**Ваше задание:**
Ответьте по отрывку о книжной песне в пинежских песенных традициях, приведенному ниже:
(a) В каких обстоятельствах привлекательны «иной» язык и отмеченные им тексты?
(b) Какое противопоставление служило фольклористике XIX–XX вв. рабочей оппозицией своего/чужого?
(c) Какие виды «современного фольклора» названы в скобках?

#### Выбранный отрывок

Васильева Е.Е. (г.Санкт-Петербург)
Рефлексы книжной песни в пинежских устных песенных традициях
@kizhi
стр. 235Параллельное существование языков, их оппозиция и процессы заимствования в фольклористике рассматриваются более всего в плане взаимодействия этносов. Однако это не единственная сфера, пронизанная встречными движениями самостоятельно сложившихся явлений. «Иной» язык и отмеченные им тексты привлекательны в различных обстоятельствах: сакральных, повышающих статус, удовлетворяющих творческому поиску.
Для фольклористики XIX–XX вв. рабочей оппозицией своего/чужого служило противопоставление крестьянского (деревенского) и городского в оценке явлений фольклора, как эстетических, так и историкоморфологических. Эта тенденция сложилась и постоянно проявлялась в области художественной критики, пестовавшей созидание национальной композиторской школы. Со временем становилось очевидным постоянное сопряжение различных временных и стилистических пластов песенной культуры, а также обилие импульсов, контактов, «провокаций» с разных сторон. Однако проблема не была сформулирована, не случилось неожиданных открытий, которые не раз провоцировали новые стадии развития фольклористики и существенно расширяли ее поле. Этой роли не могли сыграть попытки наблюдения и фиксации «современного фольклора» (школьного, солдатского, студенческого и пр.) в силу необходимого допущения: все эти явления не прошли достаточной глубины времени, так что можно говорить о предпосылках традиции, о родственных фольклору механизмах порождения и передачи текста, но не о фактах фольклора (продукта традиции).

########
#### Содержимое набора данных

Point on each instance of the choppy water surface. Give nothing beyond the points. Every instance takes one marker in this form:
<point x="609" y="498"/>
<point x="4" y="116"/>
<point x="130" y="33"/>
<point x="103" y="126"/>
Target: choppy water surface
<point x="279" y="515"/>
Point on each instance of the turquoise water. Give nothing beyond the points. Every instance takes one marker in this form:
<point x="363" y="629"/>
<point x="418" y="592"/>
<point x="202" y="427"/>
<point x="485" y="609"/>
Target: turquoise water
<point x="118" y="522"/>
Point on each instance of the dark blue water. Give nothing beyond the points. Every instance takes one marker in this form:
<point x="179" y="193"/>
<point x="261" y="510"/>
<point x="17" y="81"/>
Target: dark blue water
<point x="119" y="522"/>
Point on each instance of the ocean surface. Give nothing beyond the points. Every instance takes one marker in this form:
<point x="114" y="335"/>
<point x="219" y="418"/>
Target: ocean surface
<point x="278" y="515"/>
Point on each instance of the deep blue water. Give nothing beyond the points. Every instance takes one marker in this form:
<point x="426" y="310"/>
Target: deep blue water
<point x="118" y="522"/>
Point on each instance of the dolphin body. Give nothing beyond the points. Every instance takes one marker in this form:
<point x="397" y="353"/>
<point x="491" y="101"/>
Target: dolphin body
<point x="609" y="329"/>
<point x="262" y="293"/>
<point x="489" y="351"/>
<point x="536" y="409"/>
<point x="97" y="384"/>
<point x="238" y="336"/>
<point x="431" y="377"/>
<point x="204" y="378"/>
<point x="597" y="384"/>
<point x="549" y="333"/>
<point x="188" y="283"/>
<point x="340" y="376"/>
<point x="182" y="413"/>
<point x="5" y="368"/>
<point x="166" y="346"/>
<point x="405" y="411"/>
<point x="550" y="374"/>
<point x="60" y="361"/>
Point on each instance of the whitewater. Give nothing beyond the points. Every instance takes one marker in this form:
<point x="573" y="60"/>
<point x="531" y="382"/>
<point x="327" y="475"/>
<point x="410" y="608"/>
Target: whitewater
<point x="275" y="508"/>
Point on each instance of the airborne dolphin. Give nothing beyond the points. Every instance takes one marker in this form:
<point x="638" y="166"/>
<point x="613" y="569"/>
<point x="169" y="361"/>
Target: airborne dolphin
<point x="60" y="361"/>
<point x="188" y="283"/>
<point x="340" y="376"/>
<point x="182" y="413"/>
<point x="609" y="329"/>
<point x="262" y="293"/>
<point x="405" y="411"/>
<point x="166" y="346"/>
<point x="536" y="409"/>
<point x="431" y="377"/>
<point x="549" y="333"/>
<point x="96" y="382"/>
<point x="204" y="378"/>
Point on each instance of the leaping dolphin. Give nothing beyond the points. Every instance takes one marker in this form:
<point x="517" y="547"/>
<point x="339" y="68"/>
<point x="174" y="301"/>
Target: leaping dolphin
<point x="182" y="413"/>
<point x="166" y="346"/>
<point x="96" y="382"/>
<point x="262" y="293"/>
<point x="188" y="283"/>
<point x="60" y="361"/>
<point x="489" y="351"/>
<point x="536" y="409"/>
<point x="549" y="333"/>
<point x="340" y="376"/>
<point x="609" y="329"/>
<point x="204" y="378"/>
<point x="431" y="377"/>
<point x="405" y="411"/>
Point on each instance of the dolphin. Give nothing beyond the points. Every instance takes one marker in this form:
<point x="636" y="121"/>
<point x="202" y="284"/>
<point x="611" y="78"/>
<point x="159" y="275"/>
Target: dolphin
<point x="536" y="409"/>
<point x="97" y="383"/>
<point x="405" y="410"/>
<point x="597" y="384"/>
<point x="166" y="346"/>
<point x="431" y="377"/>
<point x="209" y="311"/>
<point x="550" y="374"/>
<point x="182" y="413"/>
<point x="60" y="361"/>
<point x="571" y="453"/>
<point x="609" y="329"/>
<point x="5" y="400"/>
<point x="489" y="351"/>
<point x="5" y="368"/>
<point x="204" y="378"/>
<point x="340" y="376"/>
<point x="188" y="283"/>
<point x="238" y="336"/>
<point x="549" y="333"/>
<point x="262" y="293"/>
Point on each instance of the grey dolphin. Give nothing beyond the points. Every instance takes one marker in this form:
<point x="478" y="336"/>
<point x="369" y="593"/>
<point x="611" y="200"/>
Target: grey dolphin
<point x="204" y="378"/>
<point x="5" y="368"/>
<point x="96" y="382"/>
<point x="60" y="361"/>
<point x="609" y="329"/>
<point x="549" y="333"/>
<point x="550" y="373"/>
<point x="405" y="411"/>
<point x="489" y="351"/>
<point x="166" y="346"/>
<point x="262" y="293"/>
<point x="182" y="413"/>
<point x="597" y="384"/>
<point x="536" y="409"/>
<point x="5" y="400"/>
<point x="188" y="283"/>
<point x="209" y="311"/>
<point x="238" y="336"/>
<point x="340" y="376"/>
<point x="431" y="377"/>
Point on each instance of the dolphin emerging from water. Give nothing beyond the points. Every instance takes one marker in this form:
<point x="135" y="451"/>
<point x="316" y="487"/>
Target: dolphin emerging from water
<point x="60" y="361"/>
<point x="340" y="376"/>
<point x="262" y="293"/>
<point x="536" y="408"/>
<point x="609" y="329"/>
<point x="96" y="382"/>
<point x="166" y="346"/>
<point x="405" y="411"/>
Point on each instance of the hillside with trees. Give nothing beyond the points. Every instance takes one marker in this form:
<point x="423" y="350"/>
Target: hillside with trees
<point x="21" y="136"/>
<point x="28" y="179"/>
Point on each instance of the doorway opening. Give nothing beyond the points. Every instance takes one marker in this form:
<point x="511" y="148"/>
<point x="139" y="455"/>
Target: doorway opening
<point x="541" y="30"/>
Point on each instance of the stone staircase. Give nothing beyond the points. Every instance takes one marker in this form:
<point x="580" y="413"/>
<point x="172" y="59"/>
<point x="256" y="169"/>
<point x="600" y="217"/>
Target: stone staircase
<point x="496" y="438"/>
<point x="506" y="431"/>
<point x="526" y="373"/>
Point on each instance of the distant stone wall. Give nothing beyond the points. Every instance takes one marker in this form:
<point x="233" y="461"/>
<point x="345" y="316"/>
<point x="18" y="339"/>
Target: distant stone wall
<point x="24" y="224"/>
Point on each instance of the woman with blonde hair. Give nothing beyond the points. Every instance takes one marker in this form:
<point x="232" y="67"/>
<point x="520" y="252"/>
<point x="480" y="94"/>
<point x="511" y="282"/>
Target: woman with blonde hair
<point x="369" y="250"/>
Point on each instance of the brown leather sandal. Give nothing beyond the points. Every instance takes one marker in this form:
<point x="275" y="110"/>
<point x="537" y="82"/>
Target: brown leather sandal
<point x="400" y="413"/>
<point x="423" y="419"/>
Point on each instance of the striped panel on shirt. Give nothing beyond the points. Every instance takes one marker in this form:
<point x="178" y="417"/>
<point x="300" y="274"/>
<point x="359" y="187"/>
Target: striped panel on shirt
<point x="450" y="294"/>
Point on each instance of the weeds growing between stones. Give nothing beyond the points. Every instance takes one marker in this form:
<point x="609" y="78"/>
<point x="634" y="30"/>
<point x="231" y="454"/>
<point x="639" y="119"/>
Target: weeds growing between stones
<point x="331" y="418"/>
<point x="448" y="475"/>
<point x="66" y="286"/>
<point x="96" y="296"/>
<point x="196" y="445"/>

########

**Ответ на задание:**
(a) В сакральных, повышающих статус и удовлетворяющих творческому поиску.
(b) Противопоставление крестьянского (деревенского) и городского.
(c) Школьный, солдатский, студенческий.